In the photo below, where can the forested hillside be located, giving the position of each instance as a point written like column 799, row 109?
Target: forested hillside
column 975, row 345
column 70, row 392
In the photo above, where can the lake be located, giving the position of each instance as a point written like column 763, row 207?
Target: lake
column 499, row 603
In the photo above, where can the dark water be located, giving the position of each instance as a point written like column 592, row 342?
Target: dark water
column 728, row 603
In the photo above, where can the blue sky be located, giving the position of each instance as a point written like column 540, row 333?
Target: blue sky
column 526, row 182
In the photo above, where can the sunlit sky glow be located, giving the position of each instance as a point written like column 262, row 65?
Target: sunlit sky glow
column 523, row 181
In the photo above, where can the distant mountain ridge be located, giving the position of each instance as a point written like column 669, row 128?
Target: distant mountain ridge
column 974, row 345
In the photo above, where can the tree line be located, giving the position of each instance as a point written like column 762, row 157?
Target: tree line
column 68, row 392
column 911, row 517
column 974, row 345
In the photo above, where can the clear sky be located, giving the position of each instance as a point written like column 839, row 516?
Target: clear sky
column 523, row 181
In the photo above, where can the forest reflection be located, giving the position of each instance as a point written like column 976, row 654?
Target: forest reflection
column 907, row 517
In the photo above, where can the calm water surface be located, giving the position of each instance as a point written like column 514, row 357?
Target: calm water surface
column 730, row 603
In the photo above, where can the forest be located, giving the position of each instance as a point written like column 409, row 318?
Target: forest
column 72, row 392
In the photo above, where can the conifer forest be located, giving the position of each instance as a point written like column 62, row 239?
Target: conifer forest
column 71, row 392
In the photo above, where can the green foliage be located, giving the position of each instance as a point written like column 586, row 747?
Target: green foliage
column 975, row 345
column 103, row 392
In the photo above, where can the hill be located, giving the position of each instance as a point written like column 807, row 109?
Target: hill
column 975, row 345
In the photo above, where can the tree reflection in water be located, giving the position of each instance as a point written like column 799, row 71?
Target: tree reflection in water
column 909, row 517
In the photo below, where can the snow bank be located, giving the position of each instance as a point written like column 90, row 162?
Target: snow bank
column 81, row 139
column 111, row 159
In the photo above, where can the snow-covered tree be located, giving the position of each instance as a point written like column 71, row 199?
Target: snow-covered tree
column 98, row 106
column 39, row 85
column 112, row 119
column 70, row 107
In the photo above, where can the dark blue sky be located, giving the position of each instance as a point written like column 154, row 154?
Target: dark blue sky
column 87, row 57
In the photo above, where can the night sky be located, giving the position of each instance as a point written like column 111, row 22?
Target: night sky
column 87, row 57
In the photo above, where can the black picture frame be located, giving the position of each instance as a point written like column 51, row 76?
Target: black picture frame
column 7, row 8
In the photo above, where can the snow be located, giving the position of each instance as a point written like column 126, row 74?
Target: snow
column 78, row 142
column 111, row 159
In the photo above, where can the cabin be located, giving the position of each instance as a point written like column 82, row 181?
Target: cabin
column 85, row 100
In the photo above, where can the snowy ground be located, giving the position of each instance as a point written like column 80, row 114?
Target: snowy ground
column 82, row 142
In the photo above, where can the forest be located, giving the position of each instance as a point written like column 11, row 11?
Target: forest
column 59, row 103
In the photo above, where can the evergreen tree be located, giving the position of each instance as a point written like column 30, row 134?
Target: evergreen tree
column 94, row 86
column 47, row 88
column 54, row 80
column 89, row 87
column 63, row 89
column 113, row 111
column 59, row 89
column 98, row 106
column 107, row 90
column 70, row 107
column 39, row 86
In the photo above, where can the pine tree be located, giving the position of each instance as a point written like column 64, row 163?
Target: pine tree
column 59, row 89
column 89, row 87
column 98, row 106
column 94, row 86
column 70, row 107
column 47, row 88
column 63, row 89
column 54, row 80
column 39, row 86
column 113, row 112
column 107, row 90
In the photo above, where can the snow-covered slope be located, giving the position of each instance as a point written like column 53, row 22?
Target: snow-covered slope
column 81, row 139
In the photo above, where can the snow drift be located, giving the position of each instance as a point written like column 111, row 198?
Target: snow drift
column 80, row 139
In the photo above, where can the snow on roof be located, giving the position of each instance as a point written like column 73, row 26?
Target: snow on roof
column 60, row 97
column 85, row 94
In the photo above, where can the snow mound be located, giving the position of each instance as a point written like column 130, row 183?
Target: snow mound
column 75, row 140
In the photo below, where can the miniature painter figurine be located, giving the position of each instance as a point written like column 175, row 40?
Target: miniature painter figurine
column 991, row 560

● ● ● ● ●

**Problem details**
Starting at the line above that contains "Target: sunlit sky glow", repeat each line exactly up to and including the line that contains "In the photo above, where can the clear", and stop there.

**Answer section**
Target: sunlit sky glow
column 523, row 181
In the photo above, where can the distant mountain ridge be located, giving the position of each instance as a point written like column 669, row 128?
Target: distant mountain ridge
column 974, row 345
In the photo above, where can the tree line be located, giving the position of each instance as a point written like column 762, row 157?
Target: tree line
column 68, row 392
column 911, row 517
column 974, row 345
In the photo above, where can the clear sky be located, giving the position of each instance as a point written like column 839, row 516?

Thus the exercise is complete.